[Saved data entries]
>> Start
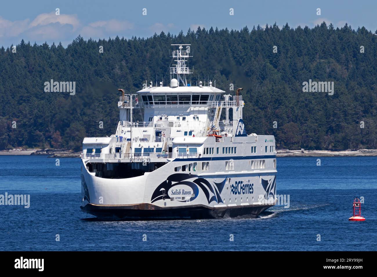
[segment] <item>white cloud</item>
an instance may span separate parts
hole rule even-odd
[[[17,37],[28,29],[29,21],[10,21],[0,17],[0,37]]]
[[[313,24],[314,26],[316,26],[317,25],[320,25],[320,24],[322,24],[322,23],[324,21],[325,23],[326,23],[326,25],[328,26],[330,24],[330,23],[331,23],[331,20],[330,20],[326,18],[320,17],[318,19],[316,19],[313,21]]]
[[[169,23],[164,25],[162,23],[155,23],[152,26],[149,27],[149,30],[153,33],[159,34],[162,31],[169,32],[175,27],[172,23]]]
[[[37,26],[43,26],[51,23],[59,23],[61,25],[68,24],[72,25],[73,31],[75,31],[80,25],[80,23],[75,14],[60,14],[57,15],[55,12],[49,14],[41,14],[38,15],[29,25],[31,28]]]
[[[198,27],[200,27],[201,29],[205,28],[205,26],[204,24],[192,24],[190,26],[190,28],[191,29],[191,31],[194,31],[194,32],[196,32],[198,30]]]
[[[344,26],[346,23],[347,23],[347,21],[346,20],[340,20],[340,21],[338,21],[336,23],[334,23],[332,22],[329,19],[328,19],[326,18],[320,18],[318,19],[316,19],[313,21],[313,23],[314,26],[316,26],[317,24],[318,25],[320,25],[322,24],[322,23],[325,21],[326,23],[326,25],[328,26],[330,25],[330,23],[333,23],[333,25],[334,26],[334,27],[336,28],[337,27],[339,27],[339,28],[342,28]],[[349,25],[349,23],[348,23],[348,24]],[[302,27],[302,26],[301,27]]]
[[[168,28],[171,25],[168,24]],[[71,41],[81,34],[85,39],[90,37],[104,38],[124,35],[125,31],[134,28],[133,23],[126,20],[111,19],[82,24],[75,14],[57,15],[55,12],[43,13],[34,19],[11,21],[0,17],[0,45],[17,44],[21,39],[41,43],[47,41],[58,43]]]

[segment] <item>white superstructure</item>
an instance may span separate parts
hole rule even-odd
[[[274,204],[274,138],[247,134],[242,89],[190,86],[190,46],[173,46],[170,86],[119,90],[115,134],[84,139],[81,208],[120,219],[255,217]]]

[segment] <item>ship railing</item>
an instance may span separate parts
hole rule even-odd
>> End
§ What is expected
Please arrange every line of the rows above as a numbered list, leaving out blank lines and the pictures.

§ Response to the exercise
1. [segment] <item>white cloud</item>
2. an instance may span separate parts
3. hole rule even-odd
4. [[[17,37],[28,29],[29,21],[10,21],[0,17],[0,37]]]
5. [[[313,24],[314,26],[316,26],[317,25],[320,25],[320,24],[322,24],[322,23],[324,21],[325,23],[326,23],[326,25],[328,26],[330,24],[330,23],[331,23],[331,20],[330,20],[326,18],[320,17],[318,19],[316,19],[313,21]]]
6. [[[169,23],[164,25],[162,23],[155,23],[152,26],[149,27],[149,30],[153,33],[159,34],[162,31],[169,32],[175,27],[172,23]]]
7. [[[37,26],[43,26],[51,23],[59,23],[61,25],[68,24],[72,25],[73,31],[75,31],[80,25],[80,23],[75,14],[60,14],[57,15],[55,12],[49,14],[41,14],[38,15],[29,25],[31,28]]]
8. [[[198,27],[200,27],[201,29],[205,28],[205,26],[204,24],[192,24],[190,26],[190,28],[191,29],[191,31],[194,31],[194,32],[196,32],[198,30]]]
9. [[[344,26],[346,23],[347,23],[347,21],[346,20],[340,20],[340,21],[338,21],[336,23],[334,23],[332,22],[329,19],[328,19],[326,18],[320,18],[318,19],[316,19],[313,21],[313,23],[314,26],[316,26],[317,24],[318,25],[320,25],[322,24],[322,23],[325,21],[326,23],[326,25],[328,26],[330,25],[330,23],[333,23],[333,25],[334,26],[334,27],[336,28],[337,27],[339,27],[339,28],[342,28]],[[349,25],[349,23],[348,23],[348,24]],[[302,27],[302,26],[301,27]]]
10. [[[168,28],[171,25],[168,24]],[[71,41],[81,34],[85,39],[90,37],[104,38],[124,35],[125,31],[134,28],[133,23],[126,20],[111,19],[82,24],[75,14],[57,15],[55,12],[43,13],[34,19],[11,21],[0,17],[0,45],[17,44],[21,39],[41,43],[47,41],[58,43]]]
11. [segment] <item>white superstructure</item>
12. an instance may span separate parts
13. hole rule even-odd
14. [[[274,204],[274,138],[247,134],[242,89],[190,86],[190,46],[173,46],[170,86],[119,90],[115,134],[84,139],[81,208],[120,219],[255,217]]]
15. [segment] <item>ship railing</item>
16. an instance may span separate parts
17. hole rule even-odd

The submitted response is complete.